> _PROBLEM DETAILS_
Give back the line where "slope, that would be most appreciated." appears and all the lines after it until the listing ends, unchanged and with nothing else.

> _STORED ROWS_
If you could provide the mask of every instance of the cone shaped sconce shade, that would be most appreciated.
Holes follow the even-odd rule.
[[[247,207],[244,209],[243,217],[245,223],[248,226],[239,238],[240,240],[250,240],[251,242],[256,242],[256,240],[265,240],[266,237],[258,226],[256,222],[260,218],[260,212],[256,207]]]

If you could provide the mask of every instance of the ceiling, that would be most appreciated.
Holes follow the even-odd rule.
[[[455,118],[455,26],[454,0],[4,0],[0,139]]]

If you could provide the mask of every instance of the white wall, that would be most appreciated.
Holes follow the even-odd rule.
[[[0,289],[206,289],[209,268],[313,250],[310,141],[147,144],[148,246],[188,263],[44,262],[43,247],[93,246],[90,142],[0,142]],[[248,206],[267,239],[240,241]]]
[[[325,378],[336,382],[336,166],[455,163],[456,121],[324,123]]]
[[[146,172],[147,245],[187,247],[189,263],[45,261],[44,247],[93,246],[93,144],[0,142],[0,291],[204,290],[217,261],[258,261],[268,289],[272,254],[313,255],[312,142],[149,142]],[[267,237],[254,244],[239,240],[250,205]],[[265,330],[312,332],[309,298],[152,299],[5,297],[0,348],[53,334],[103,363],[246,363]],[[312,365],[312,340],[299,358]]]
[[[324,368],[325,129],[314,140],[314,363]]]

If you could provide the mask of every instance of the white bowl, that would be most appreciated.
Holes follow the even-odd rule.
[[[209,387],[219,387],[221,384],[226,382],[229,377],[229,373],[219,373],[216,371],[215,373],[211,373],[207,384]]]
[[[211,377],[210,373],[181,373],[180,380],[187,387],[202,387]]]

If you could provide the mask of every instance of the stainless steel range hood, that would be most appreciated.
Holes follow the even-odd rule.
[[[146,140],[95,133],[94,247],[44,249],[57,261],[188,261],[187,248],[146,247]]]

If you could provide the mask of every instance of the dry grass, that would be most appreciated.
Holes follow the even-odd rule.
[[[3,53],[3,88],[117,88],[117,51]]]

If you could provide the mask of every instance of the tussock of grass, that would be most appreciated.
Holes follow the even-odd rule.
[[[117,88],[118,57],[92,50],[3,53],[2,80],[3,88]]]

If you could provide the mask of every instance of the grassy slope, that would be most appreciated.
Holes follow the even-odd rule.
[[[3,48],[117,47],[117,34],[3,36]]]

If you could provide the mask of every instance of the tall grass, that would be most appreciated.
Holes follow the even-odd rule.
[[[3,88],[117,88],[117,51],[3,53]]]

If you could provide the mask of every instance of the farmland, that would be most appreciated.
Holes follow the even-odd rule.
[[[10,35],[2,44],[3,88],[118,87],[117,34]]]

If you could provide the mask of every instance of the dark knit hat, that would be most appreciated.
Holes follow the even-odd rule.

> _ANSWER_
If you could provide the mask of every instance of the grassy slope, that would be most appreciated.
Holes follow the even-odd rule.
[[[3,48],[117,47],[117,34],[3,36]]]

If you could provide the mask of every instance of the tall grass, that would be most appreciated.
Holes follow the even-odd rule.
[[[3,88],[117,88],[117,51],[3,53]]]

If you could provide the mask of every instance of the farmland, that would be most appreciated.
Holes follow the even-odd rule.
[[[10,35],[2,44],[3,88],[118,87],[117,34]]]

If you could provide the mask of every instance of the dark knit hat, that would be most appreciated.
Holes follow the even-odd rule.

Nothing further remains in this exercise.